■ **Given problem**:
Count the lines in the entries below that contain the string "item", matching case exactly. Reply with the number only.

■ **Extracted records**:
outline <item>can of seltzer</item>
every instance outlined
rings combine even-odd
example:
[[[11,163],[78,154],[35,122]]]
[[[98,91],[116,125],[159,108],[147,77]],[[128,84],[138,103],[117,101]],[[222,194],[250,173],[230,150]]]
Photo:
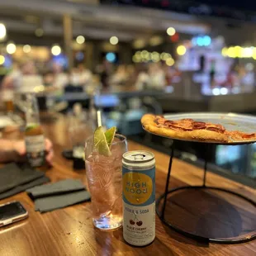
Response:
[[[144,246],[155,237],[155,160],[148,151],[129,151],[122,159],[123,236]]]

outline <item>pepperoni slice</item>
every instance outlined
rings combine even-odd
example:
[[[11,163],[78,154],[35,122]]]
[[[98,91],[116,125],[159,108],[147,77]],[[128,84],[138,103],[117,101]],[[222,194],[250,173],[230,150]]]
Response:
[[[194,130],[205,129],[206,127],[206,123],[203,121],[194,121],[192,126]]]

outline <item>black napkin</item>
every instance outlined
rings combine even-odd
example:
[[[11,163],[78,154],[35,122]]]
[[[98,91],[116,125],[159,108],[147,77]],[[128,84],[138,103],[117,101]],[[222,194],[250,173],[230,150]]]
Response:
[[[6,164],[0,168],[0,193],[43,176],[44,173],[26,165],[20,168],[14,163]]]
[[[82,182],[73,179],[37,186],[26,192],[35,200],[35,210],[40,212],[72,206],[91,198]]]
[[[30,183],[22,184],[22,185],[19,185],[17,187],[15,187],[12,189],[9,189],[2,193],[0,194],[0,200],[6,198],[6,197],[12,197],[13,195],[16,195],[17,193],[20,193],[23,191],[26,191],[28,188],[33,187],[35,186],[38,186],[38,185],[41,185],[46,183],[49,183],[50,180],[48,177],[46,176],[43,176],[40,177],[39,178],[36,178]]]
[[[0,168],[0,200],[49,181],[44,173],[27,165],[6,164]]]

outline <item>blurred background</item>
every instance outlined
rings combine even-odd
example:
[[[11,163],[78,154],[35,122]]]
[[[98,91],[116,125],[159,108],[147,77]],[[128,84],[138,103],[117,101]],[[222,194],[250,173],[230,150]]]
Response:
[[[101,109],[106,126],[163,152],[170,140],[143,131],[145,112],[255,114],[255,60],[249,0],[0,0],[2,103],[33,92],[42,111]],[[178,147],[201,164],[201,145]],[[211,161],[255,186],[256,145],[216,146]]]

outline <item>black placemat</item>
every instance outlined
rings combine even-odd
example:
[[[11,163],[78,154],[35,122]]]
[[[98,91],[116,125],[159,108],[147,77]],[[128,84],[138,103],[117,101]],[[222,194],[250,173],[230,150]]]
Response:
[[[0,193],[43,176],[45,176],[44,173],[26,165],[19,167],[15,163],[7,164],[0,168]]]

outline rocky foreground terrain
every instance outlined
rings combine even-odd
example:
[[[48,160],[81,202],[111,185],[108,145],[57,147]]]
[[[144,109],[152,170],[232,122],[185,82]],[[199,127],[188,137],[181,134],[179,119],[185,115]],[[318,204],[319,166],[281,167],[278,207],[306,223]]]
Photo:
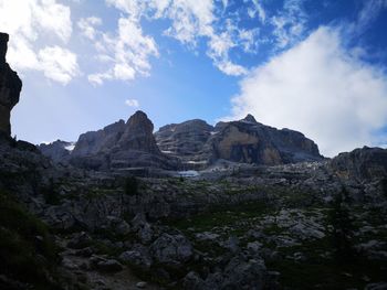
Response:
[[[387,150],[324,159],[251,116],[45,148],[4,123],[0,289],[387,289]]]

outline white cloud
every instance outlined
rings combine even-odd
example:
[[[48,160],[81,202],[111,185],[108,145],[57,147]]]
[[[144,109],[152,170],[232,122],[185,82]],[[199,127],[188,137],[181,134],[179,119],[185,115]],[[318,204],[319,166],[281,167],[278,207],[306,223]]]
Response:
[[[127,100],[125,100],[125,105],[128,107],[134,107],[134,108],[139,107],[139,103],[137,99],[127,99]]]
[[[62,84],[76,75],[76,55],[63,47],[72,34],[67,6],[56,0],[0,0],[0,28],[10,34],[7,57],[17,71],[42,71]],[[46,39],[53,43],[39,46]]]
[[[283,9],[271,18],[276,49],[282,50],[293,45],[305,32],[307,15],[302,8],[304,0],[286,0]]]
[[[326,155],[386,140],[375,132],[387,123],[387,76],[347,52],[332,29],[320,28],[240,85],[233,118],[251,112],[300,130]]]
[[[121,4],[124,7],[124,2]],[[128,4],[127,9],[129,8],[132,6]],[[158,56],[157,45],[151,36],[144,34],[140,24],[134,19],[133,15],[119,18],[115,35],[93,31],[95,47],[98,52],[97,60],[107,64],[107,69],[90,74],[91,83],[102,85],[106,79],[129,82],[137,75],[149,74],[149,58]]]
[[[81,33],[90,40],[95,39],[97,34],[97,30],[95,29],[95,26],[98,26],[101,24],[102,20],[96,17],[82,18],[77,22],[77,26],[80,28]]]
[[[40,69],[44,75],[66,85],[79,74],[76,55],[60,46],[45,47],[39,51]]]

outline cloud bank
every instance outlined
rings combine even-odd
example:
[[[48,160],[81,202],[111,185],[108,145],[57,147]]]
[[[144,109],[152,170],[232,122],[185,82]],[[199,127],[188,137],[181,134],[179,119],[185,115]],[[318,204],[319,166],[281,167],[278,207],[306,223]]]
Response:
[[[40,71],[67,84],[79,74],[76,55],[65,47],[72,35],[71,10],[56,0],[0,0],[0,28],[11,34],[8,61],[18,71]],[[39,46],[42,40],[52,43]]]
[[[386,142],[387,76],[346,51],[336,30],[322,26],[242,79],[232,112],[300,130],[332,157]]]

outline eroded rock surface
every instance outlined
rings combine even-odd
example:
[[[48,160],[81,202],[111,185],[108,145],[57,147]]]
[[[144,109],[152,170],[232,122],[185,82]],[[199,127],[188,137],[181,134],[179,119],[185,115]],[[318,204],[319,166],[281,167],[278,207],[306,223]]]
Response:
[[[0,131],[11,135],[11,110],[19,103],[21,80],[6,62],[9,35],[0,32]]]

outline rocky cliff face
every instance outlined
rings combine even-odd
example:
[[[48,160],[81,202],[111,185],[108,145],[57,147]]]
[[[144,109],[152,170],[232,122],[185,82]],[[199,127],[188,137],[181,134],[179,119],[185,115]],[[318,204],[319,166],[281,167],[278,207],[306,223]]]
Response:
[[[203,153],[209,160],[264,165],[322,160],[317,146],[301,132],[278,130],[258,122],[251,115],[217,125]]]
[[[197,158],[212,131],[212,126],[195,119],[164,126],[155,137],[161,151],[189,162]]]
[[[161,127],[155,133],[161,151],[187,167],[205,168],[219,160],[276,165],[322,160],[317,146],[297,131],[258,122],[253,116],[213,128],[202,120]]]
[[[330,168],[346,180],[373,180],[387,176],[387,150],[381,148],[355,149],[339,153],[330,161]]]
[[[71,163],[95,170],[175,168],[176,160],[159,151],[153,129],[146,114],[137,111],[126,123],[119,120],[102,130],[83,133],[71,154]]]
[[[74,146],[73,142],[56,140],[50,144],[42,143],[38,148],[43,155],[51,158],[53,161],[66,163]]]
[[[11,135],[11,110],[19,103],[21,80],[6,62],[9,36],[0,33],[0,131]]]

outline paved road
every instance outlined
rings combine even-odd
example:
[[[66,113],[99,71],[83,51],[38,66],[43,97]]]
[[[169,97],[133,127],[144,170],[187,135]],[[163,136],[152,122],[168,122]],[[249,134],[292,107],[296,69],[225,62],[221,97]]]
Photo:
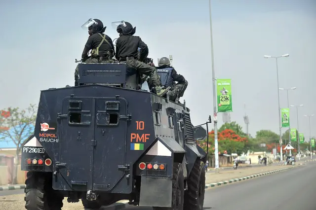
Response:
[[[3,190],[0,191],[0,196],[9,195],[17,195],[18,194],[24,193],[24,189],[18,190]]]
[[[316,163],[311,162],[287,172],[211,188],[205,191],[204,209],[315,210],[316,179]]]

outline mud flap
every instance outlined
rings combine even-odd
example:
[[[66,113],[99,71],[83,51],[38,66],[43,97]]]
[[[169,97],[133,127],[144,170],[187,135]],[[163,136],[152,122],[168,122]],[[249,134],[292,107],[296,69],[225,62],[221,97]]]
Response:
[[[202,159],[205,156],[206,153],[204,151],[200,152],[199,147],[197,146],[196,144],[186,143],[186,145],[188,149],[186,154],[187,161],[188,161],[188,172],[190,174],[197,159],[198,158],[198,159]],[[202,153],[202,152],[203,153]]]
[[[171,207],[172,180],[142,176],[139,206]]]

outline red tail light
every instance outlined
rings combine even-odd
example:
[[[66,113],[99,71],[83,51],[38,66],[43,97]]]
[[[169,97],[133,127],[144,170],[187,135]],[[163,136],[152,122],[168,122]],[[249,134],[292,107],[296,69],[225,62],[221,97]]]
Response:
[[[147,164],[147,169],[152,169],[152,168],[153,168],[153,165],[152,165],[151,163],[149,163],[148,164]]]
[[[51,165],[51,160],[49,158],[47,158],[45,160],[45,165],[47,166],[49,166]]]

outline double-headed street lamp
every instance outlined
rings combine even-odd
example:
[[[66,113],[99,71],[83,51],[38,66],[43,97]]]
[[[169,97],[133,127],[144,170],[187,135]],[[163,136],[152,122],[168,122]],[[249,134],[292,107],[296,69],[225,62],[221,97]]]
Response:
[[[311,159],[313,159],[312,154],[312,137],[311,136],[311,117],[314,116],[314,114],[311,114],[310,115],[304,115],[305,117],[308,117],[308,123],[310,129],[310,142],[311,143]]]
[[[291,87],[290,88],[279,88],[278,89],[280,90],[286,90],[286,95],[287,96],[287,107],[288,108],[290,108],[290,105],[289,104],[289,101],[288,101],[288,91],[289,90],[295,90],[296,89],[296,87]],[[288,141],[289,141],[289,143],[290,144],[290,145],[291,145],[291,125],[289,125],[288,127]],[[285,140],[285,144],[286,144],[286,140]],[[292,150],[290,150],[290,156],[292,155],[292,152],[291,152]],[[286,153],[287,154],[287,153]]]
[[[303,105],[291,105],[291,106],[292,107],[296,107],[296,117],[297,118],[297,133],[298,133],[299,135],[299,138],[298,138],[298,154],[299,154],[299,156],[298,156],[298,159],[299,160],[301,160],[301,150],[300,150],[300,133],[299,133],[299,123],[298,123],[298,107],[299,106],[304,106]]]
[[[271,56],[271,55],[265,55],[264,56],[265,58],[275,58],[276,61],[276,79],[277,80],[277,101],[278,103],[278,124],[279,124],[279,132],[280,135],[280,159],[281,161],[283,161],[283,155],[282,153],[282,125],[281,123],[281,110],[280,107],[280,93],[279,93],[279,82],[278,82],[278,70],[277,68],[277,59],[279,58],[282,57],[288,57],[290,56],[288,54],[285,54],[281,55],[281,56],[278,57],[274,57]]]

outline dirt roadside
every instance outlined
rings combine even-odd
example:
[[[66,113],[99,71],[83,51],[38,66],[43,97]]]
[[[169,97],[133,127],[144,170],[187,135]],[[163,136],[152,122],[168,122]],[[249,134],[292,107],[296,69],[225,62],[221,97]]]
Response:
[[[221,181],[229,180],[257,174],[261,174],[278,169],[292,167],[292,166],[271,166],[263,167],[239,168],[236,170],[222,170],[218,174],[207,173],[206,184]],[[0,196],[0,209],[2,210],[25,210],[24,194],[11,195]],[[67,199],[64,199],[63,210],[83,210],[81,201],[79,203],[69,203]]]
[[[236,170],[220,170],[219,173],[207,173],[206,175],[206,184],[217,182],[221,181],[229,180],[234,178],[261,174],[278,169],[291,167],[292,166],[267,166],[262,167],[237,168]]]

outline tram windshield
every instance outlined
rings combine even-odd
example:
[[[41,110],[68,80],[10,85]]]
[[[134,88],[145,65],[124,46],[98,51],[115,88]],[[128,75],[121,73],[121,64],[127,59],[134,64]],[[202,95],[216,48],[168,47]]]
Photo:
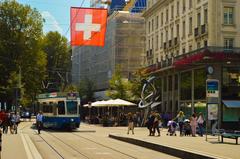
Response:
[[[64,101],[59,101],[58,102],[58,114],[59,115],[64,115],[65,114],[65,104],[64,104]]]
[[[67,113],[68,114],[77,114],[77,102],[76,101],[67,101]]]

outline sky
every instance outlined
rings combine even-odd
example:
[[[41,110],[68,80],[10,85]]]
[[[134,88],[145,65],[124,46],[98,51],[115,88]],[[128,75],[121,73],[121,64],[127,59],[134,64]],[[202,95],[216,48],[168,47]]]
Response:
[[[90,0],[17,0],[36,8],[45,19],[43,32],[58,31],[70,41],[70,8],[89,7]]]

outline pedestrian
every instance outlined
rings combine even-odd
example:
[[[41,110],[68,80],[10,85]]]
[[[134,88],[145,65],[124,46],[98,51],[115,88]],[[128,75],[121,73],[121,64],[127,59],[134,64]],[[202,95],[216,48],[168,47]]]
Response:
[[[134,119],[133,119],[133,115],[132,113],[128,113],[128,132],[127,134],[129,134],[129,131],[132,130],[132,134],[134,134]]]
[[[14,112],[10,113],[10,132],[14,134],[16,130],[16,114]]]
[[[160,123],[161,117],[159,113],[155,113],[155,118],[153,122],[153,136],[155,135],[155,132],[157,130],[158,136],[160,136],[160,130],[159,130],[159,123]]]
[[[43,115],[42,115],[41,111],[37,114],[37,123],[36,124],[37,124],[38,134],[40,134],[40,131],[43,126]]]
[[[192,114],[191,118],[190,118],[190,125],[192,128],[192,136],[195,137],[196,136],[196,129],[197,129],[197,116],[195,113]]]
[[[199,128],[199,135],[203,136],[203,123],[204,123],[204,118],[202,112],[199,113],[198,119],[197,119],[197,124]]]
[[[183,125],[184,125],[184,119],[185,115],[183,111],[180,111],[176,117],[178,125],[179,125],[179,130],[180,130],[180,136],[183,136]]]
[[[3,133],[7,134],[8,133],[8,126],[10,126],[10,115],[9,113],[5,113],[5,117],[3,120]]]
[[[149,136],[153,136],[153,123],[154,123],[155,115],[154,112],[152,111],[150,116],[148,117],[146,121],[146,126],[149,130]]]

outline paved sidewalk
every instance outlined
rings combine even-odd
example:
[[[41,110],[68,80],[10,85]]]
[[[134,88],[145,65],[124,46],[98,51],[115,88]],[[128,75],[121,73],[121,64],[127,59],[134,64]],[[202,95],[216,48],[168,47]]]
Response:
[[[114,128],[113,128],[114,129]],[[135,128],[135,134],[127,135],[127,128],[112,131],[109,137],[150,148],[156,151],[168,153],[181,158],[222,158],[239,159],[240,145],[236,145],[233,139],[224,139],[224,143],[218,141],[217,136],[208,136],[208,141],[204,137],[180,137],[167,136],[167,129],[161,131],[161,136],[148,136],[147,128]],[[120,131],[122,129],[122,132]]]
[[[36,158],[27,134],[21,133],[21,129],[31,125],[31,122],[22,122],[19,125],[19,134],[3,135],[2,159]],[[185,155],[182,158],[239,159],[240,156],[240,145],[236,145],[233,139],[224,139],[224,143],[220,143],[218,138],[213,136],[209,136],[208,141],[205,141],[205,137],[180,137],[179,132],[177,132],[177,136],[167,136],[166,129],[161,131],[160,137],[148,136],[147,128],[135,128],[134,135],[131,133],[127,135],[127,127],[101,127],[84,123],[81,124],[79,130],[96,131],[104,136],[109,134],[114,139],[124,140],[174,156]]]
[[[2,135],[2,159],[28,159],[27,153],[25,151],[25,146],[22,139],[21,129],[25,126],[30,126],[31,122],[22,122],[18,127],[18,134],[8,134]]]

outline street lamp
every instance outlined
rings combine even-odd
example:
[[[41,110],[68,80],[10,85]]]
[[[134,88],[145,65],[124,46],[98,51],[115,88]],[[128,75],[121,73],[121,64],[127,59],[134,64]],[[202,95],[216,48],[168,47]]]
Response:
[[[14,63],[12,59],[0,56],[0,58],[10,61],[11,63]],[[16,64],[16,63],[14,63]],[[17,66],[17,64],[16,64]],[[14,94],[15,94],[15,113],[17,112],[18,109],[18,99],[21,97],[21,77],[22,77],[22,69],[21,66],[18,66],[18,83],[17,86],[14,88]]]
[[[91,124],[91,108],[92,108],[92,103],[88,102],[89,124]]]

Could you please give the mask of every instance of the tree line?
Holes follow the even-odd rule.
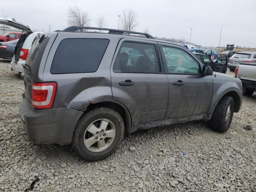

■ **Task response**:
5